## TASK TO COMPLETE
Copy word for word the lines in the items below, from the line containing "Class name: building roofline" through the line containing "[[64, 125, 219, 152]]", inclusive.
---+---
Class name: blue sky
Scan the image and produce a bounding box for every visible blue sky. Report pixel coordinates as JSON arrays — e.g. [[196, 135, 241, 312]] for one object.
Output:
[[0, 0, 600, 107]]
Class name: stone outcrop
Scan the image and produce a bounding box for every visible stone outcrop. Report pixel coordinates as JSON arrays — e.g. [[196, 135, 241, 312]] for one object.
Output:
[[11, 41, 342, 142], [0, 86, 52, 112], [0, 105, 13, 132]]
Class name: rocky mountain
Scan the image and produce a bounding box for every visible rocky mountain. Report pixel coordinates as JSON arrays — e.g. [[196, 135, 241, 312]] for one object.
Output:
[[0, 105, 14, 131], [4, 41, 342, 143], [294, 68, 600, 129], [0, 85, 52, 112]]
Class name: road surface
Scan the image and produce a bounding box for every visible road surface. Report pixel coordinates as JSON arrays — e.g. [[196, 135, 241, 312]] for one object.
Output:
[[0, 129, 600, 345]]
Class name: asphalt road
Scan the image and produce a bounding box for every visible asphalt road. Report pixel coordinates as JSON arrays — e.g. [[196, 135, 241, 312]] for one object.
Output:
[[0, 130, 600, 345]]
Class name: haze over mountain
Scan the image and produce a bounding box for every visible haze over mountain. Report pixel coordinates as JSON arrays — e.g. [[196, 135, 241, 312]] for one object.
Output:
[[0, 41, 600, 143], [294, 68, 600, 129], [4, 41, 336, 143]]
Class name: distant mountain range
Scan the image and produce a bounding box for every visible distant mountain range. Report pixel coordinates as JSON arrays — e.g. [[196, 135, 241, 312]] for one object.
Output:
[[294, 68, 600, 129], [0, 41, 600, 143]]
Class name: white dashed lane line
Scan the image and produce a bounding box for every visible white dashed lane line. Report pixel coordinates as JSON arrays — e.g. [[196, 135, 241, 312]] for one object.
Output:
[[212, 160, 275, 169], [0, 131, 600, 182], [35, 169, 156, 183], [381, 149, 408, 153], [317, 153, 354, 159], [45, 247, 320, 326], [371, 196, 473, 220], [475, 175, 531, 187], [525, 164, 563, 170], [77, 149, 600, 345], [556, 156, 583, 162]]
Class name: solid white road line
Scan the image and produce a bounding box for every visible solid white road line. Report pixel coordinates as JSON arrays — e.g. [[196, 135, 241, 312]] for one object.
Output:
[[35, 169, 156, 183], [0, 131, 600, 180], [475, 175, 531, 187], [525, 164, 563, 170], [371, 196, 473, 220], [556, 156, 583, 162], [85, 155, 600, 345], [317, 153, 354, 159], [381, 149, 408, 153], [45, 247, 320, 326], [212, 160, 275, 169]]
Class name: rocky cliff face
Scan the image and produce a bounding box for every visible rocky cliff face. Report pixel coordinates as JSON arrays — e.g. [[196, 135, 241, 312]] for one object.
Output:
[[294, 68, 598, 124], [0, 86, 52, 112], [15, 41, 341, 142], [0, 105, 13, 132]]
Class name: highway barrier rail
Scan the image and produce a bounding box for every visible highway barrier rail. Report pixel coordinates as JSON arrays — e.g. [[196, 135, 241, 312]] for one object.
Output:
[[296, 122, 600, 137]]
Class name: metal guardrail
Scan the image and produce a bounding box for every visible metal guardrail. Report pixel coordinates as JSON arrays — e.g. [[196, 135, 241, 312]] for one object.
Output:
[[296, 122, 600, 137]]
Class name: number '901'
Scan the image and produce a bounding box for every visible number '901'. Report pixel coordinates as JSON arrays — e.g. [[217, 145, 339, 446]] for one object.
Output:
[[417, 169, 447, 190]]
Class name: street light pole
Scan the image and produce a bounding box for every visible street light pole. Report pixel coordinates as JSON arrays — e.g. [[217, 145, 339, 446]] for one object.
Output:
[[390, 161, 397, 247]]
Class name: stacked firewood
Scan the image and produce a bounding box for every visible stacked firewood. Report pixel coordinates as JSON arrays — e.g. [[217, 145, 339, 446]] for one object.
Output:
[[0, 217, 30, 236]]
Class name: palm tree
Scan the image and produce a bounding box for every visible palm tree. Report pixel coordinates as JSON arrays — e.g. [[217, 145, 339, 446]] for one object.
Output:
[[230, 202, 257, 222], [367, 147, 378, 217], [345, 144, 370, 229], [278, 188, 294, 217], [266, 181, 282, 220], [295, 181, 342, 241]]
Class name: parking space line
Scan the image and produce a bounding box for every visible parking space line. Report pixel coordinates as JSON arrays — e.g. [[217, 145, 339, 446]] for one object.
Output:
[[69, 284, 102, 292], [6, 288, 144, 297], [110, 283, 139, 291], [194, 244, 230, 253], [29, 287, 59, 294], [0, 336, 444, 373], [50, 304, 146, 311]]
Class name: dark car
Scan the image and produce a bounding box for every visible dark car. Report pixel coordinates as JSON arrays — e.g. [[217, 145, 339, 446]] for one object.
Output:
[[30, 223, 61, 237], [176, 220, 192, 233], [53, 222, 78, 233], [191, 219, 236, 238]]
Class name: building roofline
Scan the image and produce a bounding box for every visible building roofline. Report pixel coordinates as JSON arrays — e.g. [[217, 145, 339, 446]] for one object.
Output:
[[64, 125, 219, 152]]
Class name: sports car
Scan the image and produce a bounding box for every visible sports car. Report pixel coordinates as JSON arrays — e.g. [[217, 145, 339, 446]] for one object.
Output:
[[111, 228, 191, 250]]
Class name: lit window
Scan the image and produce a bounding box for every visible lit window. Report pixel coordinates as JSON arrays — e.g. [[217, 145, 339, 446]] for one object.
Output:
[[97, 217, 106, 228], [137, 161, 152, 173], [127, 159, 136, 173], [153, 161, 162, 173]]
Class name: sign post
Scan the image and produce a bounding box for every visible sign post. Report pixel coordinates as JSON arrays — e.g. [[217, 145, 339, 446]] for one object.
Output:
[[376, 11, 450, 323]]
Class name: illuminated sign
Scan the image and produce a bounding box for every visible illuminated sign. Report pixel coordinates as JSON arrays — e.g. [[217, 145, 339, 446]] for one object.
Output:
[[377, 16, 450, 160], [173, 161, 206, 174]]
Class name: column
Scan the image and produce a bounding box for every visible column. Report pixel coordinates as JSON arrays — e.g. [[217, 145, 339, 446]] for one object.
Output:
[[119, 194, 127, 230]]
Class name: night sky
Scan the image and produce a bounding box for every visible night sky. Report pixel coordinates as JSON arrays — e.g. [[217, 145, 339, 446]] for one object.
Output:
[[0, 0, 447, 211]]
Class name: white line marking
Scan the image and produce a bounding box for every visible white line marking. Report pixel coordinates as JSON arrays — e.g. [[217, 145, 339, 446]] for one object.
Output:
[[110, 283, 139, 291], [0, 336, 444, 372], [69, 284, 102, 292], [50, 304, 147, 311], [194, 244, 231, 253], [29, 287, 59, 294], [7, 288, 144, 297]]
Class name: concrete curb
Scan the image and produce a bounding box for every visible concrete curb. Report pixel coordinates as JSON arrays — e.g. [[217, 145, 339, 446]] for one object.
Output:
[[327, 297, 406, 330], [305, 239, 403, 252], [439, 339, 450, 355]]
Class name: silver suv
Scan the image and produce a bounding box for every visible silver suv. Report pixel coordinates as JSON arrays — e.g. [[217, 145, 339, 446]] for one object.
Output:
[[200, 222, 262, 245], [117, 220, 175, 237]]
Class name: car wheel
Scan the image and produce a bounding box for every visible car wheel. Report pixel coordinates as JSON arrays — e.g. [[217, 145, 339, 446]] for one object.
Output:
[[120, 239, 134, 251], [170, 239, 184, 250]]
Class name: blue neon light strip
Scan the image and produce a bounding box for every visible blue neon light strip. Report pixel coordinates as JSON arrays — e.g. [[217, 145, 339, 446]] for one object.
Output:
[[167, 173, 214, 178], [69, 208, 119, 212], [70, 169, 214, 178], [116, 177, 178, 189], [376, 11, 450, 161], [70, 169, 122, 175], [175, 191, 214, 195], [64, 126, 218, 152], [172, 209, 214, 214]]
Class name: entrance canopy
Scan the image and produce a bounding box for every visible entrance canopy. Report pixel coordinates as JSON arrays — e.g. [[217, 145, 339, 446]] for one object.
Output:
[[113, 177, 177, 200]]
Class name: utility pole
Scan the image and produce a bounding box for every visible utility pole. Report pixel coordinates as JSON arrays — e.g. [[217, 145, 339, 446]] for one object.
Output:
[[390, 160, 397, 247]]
---+---
## ANSWER TO THIS EXERCISE
Class name: building roofline
Scan the image and produce a bounding box for every visible building roofline. Report pixel coordinates as JSON arrays — e.g. [[217, 145, 339, 446]] for one object.
Output:
[[64, 125, 219, 152]]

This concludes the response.